Stated problem: Locate every line in the records below that contains the string "stone", and copy each of those lines. Case counts, so a match must have the same capitalization.

[Start]

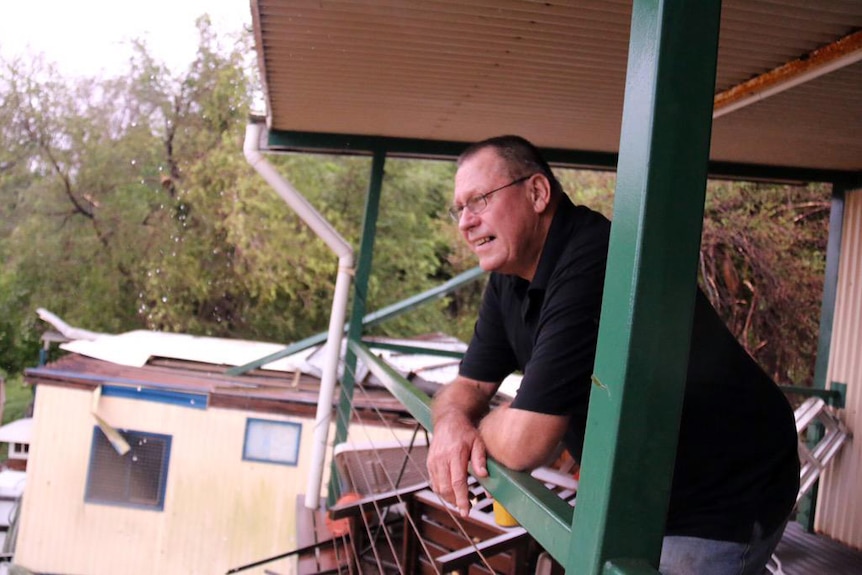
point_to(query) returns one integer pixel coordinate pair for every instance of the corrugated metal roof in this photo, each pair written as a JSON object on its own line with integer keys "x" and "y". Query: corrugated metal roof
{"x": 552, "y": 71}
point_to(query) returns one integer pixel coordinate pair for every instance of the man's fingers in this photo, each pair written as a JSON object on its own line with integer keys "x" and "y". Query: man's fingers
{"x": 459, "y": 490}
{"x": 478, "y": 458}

[End]
[Start]

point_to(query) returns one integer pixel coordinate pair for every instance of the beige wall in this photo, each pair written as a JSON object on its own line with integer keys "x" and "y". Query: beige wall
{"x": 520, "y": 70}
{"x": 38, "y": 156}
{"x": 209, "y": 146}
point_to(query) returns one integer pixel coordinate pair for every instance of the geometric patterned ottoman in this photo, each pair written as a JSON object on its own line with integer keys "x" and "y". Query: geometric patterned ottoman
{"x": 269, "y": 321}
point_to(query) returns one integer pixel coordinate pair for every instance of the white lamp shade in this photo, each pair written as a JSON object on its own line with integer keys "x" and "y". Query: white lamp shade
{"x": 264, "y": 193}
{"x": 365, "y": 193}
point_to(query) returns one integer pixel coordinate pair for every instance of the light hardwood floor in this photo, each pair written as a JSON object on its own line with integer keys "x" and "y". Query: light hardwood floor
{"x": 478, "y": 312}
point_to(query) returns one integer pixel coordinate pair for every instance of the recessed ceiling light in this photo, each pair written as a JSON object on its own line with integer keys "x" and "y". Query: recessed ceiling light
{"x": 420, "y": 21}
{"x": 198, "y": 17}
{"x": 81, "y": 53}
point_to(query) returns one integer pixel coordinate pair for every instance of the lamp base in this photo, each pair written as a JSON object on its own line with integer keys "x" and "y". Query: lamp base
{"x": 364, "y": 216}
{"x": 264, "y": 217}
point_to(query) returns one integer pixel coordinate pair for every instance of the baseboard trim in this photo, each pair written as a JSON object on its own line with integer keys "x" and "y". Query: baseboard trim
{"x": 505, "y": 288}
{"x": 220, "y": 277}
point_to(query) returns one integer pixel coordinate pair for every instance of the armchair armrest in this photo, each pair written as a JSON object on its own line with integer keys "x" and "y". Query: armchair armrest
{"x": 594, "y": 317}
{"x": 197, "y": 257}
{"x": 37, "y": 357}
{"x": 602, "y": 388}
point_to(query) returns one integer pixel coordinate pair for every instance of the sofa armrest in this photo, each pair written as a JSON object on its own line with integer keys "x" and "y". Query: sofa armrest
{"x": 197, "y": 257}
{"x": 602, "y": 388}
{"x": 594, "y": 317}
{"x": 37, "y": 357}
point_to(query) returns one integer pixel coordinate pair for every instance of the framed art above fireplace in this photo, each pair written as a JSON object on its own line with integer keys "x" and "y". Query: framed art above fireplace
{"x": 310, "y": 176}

[End]
[Start]

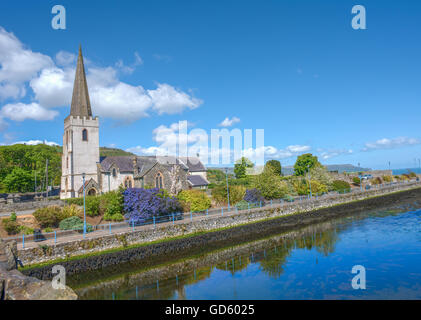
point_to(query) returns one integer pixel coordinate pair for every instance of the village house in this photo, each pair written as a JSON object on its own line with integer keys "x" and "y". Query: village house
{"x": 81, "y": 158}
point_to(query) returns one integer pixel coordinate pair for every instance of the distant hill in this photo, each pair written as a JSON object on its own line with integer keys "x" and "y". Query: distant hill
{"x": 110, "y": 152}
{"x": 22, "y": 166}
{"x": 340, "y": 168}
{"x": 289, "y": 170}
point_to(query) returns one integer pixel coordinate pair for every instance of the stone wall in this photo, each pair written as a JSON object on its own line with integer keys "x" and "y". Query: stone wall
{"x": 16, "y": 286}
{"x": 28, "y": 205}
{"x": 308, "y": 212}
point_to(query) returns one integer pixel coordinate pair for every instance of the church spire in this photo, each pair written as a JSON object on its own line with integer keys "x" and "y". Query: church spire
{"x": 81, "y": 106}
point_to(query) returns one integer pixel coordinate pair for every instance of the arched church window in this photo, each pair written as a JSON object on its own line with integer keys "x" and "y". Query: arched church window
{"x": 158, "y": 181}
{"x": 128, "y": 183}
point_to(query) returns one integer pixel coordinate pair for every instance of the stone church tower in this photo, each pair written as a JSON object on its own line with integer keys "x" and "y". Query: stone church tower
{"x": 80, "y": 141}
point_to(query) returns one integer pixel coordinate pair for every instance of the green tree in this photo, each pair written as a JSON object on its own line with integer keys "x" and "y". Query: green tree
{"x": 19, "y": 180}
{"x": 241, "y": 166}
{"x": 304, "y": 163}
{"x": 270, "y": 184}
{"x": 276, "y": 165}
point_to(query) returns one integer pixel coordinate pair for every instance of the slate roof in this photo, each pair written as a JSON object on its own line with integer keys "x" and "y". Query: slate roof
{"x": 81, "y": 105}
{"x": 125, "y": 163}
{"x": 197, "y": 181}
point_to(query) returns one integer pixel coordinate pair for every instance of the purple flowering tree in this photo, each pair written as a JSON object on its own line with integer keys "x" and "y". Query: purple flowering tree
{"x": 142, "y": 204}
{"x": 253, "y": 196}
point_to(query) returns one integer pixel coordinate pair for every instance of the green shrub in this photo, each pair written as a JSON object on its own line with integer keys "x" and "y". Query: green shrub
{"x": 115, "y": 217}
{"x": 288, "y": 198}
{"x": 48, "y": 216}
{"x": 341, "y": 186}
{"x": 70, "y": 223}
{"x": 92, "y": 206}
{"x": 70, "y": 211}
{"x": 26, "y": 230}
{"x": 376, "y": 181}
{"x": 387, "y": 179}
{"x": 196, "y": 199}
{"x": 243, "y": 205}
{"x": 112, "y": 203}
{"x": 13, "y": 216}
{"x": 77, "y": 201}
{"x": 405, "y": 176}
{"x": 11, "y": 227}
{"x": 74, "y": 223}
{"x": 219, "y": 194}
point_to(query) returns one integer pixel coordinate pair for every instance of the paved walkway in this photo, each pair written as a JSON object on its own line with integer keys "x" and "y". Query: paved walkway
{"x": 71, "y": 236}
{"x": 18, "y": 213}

[End]

Answer to this problem:
point_to(query) returns one integer pixel coordinate pair for every instance of the stone wall in this photo, each pair written as a JSON object on its own line with integer keys "x" and "y". Query: stone wall
point_to(query) returns one integer pixel coordinate pair for every instance of the stone church tower in this photo, each pair written as a JSON object on its own line with integer keys "x" and "y". Query: stone church tower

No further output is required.